--- START ---
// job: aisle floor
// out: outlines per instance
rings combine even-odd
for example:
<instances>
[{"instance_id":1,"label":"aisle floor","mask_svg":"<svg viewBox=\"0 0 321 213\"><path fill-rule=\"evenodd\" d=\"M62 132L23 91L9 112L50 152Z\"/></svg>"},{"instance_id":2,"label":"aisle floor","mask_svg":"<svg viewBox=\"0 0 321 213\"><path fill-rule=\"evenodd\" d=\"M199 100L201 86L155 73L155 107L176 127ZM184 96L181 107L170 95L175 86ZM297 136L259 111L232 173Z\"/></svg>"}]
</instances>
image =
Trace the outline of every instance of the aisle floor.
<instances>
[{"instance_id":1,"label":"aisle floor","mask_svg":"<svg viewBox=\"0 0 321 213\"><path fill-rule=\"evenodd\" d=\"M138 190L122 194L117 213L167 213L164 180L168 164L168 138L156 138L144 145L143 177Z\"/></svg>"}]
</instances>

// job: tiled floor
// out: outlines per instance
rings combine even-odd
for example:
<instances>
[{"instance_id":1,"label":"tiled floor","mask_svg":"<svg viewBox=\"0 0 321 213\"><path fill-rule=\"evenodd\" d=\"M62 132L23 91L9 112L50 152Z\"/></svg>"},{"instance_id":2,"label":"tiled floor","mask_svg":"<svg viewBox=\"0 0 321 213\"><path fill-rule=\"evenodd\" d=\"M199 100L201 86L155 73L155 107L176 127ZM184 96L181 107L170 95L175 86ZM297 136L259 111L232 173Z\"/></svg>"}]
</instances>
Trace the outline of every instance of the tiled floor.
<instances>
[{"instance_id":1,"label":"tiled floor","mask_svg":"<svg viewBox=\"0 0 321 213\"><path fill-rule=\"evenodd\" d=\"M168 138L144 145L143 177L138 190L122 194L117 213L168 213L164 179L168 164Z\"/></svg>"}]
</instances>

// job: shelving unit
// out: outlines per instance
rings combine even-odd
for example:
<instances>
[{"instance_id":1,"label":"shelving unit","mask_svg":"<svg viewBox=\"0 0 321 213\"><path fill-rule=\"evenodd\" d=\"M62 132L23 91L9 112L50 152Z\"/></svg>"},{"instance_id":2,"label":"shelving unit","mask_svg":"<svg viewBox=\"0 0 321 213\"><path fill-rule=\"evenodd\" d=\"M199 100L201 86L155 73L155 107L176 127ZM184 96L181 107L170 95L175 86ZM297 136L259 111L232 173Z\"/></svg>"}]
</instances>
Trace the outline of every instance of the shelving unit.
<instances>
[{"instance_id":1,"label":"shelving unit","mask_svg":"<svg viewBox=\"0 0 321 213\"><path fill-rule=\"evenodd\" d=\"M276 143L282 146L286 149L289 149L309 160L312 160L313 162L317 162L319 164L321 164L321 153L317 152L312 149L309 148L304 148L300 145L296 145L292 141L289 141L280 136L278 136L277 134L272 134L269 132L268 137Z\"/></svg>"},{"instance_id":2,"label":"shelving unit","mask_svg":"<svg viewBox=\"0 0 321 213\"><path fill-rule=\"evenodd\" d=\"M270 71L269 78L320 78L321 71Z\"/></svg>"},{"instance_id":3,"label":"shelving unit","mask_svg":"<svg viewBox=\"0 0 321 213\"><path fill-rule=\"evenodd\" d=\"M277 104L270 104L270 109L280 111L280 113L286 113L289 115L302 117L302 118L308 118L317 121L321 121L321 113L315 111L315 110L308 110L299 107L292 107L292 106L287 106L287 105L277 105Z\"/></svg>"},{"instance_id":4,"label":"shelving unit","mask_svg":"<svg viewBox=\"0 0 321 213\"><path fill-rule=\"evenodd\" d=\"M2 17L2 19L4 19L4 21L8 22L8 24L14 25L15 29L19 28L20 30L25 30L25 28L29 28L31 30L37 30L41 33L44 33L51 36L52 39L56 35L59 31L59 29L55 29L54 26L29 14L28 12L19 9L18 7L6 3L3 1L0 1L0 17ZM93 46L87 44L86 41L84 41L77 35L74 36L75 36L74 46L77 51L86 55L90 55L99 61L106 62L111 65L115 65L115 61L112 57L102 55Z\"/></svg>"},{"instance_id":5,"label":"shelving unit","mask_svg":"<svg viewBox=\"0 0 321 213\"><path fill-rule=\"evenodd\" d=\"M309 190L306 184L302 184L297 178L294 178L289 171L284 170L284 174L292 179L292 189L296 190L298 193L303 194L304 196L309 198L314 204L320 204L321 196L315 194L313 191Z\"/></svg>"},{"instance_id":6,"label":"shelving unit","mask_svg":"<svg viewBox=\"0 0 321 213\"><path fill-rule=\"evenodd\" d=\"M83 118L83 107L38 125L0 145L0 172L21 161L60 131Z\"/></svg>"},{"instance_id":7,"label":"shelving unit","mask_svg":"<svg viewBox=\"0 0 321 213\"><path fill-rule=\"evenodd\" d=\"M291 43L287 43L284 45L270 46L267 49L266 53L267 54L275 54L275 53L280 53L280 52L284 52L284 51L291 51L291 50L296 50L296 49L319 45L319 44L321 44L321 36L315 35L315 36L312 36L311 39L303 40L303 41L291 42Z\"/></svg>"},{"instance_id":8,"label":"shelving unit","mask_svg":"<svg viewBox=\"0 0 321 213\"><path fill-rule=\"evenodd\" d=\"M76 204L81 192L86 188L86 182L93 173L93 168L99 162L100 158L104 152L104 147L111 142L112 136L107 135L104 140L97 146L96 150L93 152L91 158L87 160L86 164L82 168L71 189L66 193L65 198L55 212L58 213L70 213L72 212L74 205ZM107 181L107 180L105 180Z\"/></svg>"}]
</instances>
--- END ---
--- START ---
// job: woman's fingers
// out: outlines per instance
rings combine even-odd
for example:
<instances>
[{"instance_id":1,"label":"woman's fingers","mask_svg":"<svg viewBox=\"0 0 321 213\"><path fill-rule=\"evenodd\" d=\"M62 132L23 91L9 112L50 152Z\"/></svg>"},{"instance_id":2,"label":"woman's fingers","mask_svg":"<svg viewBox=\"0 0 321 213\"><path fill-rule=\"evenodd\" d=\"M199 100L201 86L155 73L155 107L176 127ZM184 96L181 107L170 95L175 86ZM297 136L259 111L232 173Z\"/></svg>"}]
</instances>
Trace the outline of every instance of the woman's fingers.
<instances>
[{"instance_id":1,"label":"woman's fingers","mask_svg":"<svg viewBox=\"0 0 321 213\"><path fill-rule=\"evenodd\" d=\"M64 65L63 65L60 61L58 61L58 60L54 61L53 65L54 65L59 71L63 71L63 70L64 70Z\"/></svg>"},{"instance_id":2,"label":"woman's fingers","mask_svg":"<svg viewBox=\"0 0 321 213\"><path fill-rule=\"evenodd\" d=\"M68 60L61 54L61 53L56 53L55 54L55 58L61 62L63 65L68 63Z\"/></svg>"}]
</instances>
--- END ---
--- START ---
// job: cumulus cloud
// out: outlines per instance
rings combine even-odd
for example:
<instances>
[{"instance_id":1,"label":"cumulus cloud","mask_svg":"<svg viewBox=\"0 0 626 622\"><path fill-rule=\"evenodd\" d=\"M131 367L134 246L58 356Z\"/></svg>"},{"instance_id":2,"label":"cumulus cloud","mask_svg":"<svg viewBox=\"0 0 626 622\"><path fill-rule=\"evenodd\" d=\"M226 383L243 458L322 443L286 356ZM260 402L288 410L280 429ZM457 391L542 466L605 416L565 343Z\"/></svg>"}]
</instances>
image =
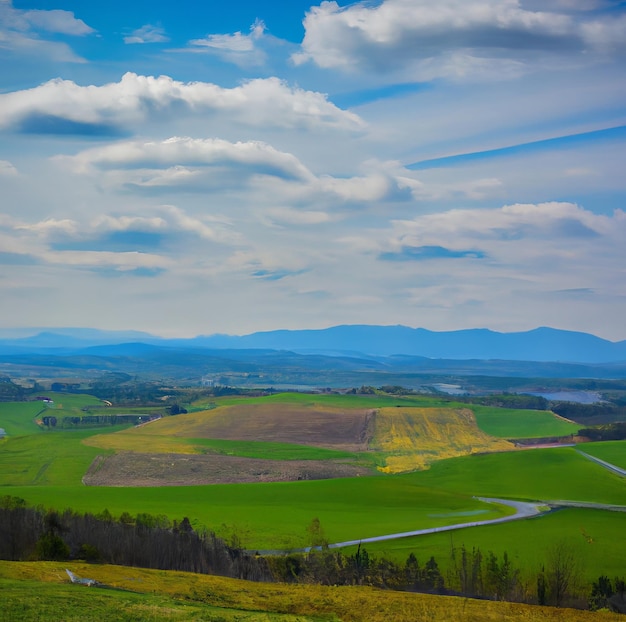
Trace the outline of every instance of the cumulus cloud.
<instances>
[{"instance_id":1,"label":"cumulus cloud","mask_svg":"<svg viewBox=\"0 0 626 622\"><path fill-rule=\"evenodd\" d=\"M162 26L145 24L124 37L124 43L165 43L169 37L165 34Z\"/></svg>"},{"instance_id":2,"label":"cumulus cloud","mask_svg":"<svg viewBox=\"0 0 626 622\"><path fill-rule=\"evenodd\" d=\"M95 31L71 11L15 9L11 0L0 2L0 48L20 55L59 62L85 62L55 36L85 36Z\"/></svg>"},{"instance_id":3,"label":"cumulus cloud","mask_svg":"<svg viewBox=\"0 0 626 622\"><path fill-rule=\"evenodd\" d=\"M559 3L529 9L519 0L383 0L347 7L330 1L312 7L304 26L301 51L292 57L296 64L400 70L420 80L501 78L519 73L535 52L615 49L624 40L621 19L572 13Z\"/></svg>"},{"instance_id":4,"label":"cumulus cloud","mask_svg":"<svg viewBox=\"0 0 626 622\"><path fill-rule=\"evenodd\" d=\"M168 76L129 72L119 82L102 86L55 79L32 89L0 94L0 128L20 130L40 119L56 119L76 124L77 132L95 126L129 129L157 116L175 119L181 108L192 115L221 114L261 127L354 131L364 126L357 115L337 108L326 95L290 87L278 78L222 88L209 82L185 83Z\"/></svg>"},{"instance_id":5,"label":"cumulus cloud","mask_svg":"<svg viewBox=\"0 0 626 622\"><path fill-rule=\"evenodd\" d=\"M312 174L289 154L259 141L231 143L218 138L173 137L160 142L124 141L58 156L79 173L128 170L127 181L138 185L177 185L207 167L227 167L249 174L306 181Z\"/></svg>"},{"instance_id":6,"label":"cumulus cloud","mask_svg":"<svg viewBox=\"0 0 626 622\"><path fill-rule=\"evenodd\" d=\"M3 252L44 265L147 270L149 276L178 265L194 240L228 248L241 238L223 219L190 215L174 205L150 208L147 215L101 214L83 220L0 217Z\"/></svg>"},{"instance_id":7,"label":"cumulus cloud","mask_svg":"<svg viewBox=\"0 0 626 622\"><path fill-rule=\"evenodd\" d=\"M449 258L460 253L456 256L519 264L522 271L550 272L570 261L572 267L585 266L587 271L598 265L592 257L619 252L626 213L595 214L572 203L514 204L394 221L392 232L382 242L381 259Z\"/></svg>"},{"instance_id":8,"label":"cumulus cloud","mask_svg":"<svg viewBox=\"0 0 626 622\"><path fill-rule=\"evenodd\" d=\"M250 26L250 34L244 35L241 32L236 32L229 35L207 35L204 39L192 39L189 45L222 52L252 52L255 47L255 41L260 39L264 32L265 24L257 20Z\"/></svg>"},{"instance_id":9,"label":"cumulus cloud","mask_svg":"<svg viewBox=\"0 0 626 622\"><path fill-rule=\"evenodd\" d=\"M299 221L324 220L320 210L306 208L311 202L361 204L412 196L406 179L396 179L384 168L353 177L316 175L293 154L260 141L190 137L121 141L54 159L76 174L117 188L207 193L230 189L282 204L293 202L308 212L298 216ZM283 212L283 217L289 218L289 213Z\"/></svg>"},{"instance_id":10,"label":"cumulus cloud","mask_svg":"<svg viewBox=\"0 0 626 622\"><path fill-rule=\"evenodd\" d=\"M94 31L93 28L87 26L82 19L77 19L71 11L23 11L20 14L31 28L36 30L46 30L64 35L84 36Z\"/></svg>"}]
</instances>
--- END ---
**Instruction:** Copy out all lines in the items above that contain the word "every".

**Written response:**
Trace the outline of every instance of the aisle floor.
Trace the outline of every instance of the tiled floor.
Trace the outline of every instance of the shelving unit.
Trace the outline of every instance of the woman's fingers.
Trace the outline of every instance of the cumulus cloud.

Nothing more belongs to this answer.